Data -
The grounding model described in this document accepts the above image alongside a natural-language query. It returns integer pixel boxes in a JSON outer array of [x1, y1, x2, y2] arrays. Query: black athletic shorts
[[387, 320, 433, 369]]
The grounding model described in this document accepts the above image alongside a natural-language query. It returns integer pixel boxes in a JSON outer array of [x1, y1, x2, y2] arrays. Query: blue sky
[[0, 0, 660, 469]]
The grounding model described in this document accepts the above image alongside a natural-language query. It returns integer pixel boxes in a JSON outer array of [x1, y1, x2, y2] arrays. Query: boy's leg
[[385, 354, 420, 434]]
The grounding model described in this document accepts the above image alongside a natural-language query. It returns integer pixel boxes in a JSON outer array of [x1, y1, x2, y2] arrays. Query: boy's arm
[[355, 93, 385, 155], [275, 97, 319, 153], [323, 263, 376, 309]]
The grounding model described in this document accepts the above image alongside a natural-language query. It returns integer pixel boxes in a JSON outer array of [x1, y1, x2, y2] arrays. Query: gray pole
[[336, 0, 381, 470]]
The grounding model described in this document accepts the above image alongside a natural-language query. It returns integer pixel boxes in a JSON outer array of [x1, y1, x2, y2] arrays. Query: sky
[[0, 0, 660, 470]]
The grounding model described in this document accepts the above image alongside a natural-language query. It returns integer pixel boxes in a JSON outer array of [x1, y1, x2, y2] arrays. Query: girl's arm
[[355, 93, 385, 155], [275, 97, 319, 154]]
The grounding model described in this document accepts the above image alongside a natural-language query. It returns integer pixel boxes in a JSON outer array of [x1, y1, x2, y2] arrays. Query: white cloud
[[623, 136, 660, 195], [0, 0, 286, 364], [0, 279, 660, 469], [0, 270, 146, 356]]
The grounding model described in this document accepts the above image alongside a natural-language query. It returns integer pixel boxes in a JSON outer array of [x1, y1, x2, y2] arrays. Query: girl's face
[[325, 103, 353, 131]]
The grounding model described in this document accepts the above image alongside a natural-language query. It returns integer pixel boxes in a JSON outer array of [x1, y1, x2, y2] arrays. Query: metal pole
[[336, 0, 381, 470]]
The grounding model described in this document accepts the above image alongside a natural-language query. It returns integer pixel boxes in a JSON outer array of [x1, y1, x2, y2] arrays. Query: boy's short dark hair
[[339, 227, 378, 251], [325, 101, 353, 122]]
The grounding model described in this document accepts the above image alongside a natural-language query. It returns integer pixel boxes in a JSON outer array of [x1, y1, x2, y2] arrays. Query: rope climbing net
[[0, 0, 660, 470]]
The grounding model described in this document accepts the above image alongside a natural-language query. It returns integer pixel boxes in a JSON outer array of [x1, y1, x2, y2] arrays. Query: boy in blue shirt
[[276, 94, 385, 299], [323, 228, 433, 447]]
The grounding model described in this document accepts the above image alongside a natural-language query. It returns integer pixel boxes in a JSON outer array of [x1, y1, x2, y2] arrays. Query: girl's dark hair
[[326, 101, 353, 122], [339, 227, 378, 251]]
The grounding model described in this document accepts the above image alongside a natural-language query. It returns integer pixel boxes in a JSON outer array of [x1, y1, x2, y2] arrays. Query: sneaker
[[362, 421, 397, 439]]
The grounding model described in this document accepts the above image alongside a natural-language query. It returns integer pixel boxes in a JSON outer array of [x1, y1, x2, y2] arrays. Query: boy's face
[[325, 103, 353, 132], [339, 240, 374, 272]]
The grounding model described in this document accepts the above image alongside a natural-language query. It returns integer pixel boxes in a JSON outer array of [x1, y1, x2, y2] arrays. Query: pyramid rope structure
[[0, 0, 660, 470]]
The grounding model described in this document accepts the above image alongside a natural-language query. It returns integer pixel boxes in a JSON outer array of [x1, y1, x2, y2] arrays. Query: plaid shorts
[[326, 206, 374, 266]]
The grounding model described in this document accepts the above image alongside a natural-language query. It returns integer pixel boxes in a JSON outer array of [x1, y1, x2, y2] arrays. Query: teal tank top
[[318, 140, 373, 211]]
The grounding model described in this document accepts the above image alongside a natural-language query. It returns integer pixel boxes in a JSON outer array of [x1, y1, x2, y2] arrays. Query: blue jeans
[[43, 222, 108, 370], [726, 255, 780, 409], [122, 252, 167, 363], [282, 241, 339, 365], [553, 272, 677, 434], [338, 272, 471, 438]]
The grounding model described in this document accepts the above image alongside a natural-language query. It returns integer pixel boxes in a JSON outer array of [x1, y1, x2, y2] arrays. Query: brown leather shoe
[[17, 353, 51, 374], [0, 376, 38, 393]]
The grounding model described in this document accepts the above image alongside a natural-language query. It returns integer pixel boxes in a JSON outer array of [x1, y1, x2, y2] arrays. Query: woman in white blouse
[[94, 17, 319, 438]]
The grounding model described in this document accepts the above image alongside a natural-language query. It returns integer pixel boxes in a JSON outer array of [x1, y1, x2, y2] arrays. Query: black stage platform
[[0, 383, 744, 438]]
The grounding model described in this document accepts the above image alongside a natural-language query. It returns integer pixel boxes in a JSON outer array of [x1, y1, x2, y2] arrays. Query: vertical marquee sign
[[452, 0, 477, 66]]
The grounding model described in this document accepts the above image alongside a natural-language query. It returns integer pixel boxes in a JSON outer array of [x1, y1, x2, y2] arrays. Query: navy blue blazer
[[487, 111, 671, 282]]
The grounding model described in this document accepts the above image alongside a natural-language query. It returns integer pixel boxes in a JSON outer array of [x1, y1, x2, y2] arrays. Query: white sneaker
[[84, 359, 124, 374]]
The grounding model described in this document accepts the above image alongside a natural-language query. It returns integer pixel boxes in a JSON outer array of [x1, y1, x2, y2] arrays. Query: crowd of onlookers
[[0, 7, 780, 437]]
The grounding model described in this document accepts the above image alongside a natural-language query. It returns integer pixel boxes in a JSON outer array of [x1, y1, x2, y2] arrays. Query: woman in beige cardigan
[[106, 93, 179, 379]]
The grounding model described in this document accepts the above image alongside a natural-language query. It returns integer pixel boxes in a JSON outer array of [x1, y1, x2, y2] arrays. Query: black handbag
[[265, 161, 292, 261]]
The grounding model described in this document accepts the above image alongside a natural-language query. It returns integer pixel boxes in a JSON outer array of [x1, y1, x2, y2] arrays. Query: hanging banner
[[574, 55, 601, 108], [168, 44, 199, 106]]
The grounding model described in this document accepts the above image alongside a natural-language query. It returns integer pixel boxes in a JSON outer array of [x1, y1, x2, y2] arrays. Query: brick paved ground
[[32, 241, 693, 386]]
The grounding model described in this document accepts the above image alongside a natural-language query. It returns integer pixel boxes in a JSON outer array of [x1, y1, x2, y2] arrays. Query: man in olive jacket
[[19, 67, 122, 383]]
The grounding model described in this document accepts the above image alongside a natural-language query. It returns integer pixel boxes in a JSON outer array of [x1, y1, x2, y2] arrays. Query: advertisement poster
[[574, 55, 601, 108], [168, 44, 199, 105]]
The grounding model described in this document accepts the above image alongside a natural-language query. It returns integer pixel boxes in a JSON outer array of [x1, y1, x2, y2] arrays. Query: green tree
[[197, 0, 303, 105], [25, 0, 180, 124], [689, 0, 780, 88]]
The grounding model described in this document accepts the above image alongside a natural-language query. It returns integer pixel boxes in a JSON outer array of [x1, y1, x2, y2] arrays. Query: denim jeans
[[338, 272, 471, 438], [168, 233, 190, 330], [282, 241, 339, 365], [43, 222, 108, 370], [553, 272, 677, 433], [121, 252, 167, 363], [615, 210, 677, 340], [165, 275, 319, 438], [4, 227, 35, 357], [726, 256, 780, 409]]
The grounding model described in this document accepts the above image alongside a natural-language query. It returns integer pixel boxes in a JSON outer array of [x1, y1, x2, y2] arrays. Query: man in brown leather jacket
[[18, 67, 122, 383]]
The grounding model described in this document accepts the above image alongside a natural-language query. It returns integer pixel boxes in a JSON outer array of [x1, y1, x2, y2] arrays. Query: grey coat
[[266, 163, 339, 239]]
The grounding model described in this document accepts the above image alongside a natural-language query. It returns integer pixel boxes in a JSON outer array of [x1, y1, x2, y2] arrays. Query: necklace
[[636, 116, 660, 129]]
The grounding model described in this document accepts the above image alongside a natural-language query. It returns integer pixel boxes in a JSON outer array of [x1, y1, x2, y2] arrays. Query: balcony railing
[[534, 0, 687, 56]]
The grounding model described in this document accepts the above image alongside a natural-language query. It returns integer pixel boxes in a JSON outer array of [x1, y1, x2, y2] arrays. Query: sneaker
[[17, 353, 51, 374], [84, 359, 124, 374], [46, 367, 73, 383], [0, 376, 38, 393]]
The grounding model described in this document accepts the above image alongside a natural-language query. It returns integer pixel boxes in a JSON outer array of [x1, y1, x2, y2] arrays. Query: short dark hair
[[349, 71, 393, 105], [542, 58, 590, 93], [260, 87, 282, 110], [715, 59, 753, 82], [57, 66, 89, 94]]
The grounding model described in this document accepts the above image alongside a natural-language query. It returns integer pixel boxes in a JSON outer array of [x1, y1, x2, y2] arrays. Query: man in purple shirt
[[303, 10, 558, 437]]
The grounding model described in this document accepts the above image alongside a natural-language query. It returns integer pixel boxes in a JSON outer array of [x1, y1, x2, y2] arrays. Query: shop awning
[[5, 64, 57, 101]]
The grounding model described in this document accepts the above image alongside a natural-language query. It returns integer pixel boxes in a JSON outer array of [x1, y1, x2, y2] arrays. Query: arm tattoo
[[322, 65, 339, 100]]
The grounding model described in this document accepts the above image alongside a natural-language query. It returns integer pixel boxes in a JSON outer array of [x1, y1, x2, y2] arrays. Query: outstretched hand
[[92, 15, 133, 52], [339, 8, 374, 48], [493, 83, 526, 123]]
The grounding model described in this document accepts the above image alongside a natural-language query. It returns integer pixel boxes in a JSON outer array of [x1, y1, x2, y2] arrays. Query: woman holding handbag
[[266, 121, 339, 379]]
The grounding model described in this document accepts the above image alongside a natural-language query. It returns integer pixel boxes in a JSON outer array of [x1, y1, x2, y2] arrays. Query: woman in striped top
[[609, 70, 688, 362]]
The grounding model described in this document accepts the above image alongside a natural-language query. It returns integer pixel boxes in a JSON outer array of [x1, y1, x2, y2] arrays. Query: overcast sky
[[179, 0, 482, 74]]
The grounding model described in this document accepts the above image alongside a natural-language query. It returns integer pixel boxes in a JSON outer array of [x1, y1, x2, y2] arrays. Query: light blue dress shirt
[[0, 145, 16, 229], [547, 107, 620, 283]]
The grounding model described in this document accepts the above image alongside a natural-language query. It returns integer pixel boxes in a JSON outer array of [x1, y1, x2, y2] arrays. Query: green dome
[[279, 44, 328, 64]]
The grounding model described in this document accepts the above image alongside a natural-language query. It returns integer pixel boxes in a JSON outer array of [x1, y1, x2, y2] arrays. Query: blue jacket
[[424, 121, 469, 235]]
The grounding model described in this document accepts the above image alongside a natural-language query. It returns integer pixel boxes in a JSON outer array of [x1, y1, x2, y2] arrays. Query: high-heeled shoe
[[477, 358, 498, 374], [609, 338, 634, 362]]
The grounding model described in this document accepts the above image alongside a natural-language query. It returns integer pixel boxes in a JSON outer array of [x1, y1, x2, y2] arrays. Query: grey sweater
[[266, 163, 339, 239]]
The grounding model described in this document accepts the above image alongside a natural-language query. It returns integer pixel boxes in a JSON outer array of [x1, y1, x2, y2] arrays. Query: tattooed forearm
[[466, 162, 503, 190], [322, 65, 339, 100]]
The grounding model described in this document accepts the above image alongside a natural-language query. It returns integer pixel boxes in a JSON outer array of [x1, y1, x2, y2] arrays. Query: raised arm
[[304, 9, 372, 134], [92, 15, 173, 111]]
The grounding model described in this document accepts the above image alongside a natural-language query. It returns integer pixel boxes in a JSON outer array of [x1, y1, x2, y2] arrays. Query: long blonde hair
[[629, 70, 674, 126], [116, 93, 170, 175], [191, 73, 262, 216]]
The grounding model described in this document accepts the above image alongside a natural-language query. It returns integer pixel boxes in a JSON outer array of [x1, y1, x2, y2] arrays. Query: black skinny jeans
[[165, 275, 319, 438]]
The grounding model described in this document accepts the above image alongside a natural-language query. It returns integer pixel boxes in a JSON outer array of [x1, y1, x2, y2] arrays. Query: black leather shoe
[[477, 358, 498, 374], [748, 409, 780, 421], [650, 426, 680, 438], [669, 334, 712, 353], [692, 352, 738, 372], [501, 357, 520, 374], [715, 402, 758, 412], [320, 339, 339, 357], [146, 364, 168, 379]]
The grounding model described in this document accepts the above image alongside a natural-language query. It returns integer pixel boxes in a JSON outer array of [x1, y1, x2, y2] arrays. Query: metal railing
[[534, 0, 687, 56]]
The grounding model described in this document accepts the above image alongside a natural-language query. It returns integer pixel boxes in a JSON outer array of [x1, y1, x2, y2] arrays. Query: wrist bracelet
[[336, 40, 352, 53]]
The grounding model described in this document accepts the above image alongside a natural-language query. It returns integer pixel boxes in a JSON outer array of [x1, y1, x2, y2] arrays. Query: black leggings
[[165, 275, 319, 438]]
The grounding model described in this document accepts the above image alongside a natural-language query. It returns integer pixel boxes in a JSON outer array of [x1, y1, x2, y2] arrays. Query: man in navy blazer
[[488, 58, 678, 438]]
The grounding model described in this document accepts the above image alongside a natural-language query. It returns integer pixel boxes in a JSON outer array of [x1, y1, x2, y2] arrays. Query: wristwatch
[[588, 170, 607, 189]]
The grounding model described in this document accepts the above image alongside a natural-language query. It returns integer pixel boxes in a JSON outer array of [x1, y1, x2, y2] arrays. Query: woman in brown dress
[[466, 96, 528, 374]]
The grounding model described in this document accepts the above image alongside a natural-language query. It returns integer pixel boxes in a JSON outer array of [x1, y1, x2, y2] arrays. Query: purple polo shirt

Exercise directions - Pick out each line of the rows above that contains the word "face", and copy those lines.

Response below -
The grounding model described in this document accepts the above image alongside a natural-language query. It returns integer pixel boxes in a JSON outer array of [x1, y1, x2, y2] arrays. Query: girl's face
The grounding model described in this document accepts the above image alongside a natural-language query. It returns integer pixel boxes in a JSON outer array of [x1, y1, x2, y2] arrays. Query: boy's face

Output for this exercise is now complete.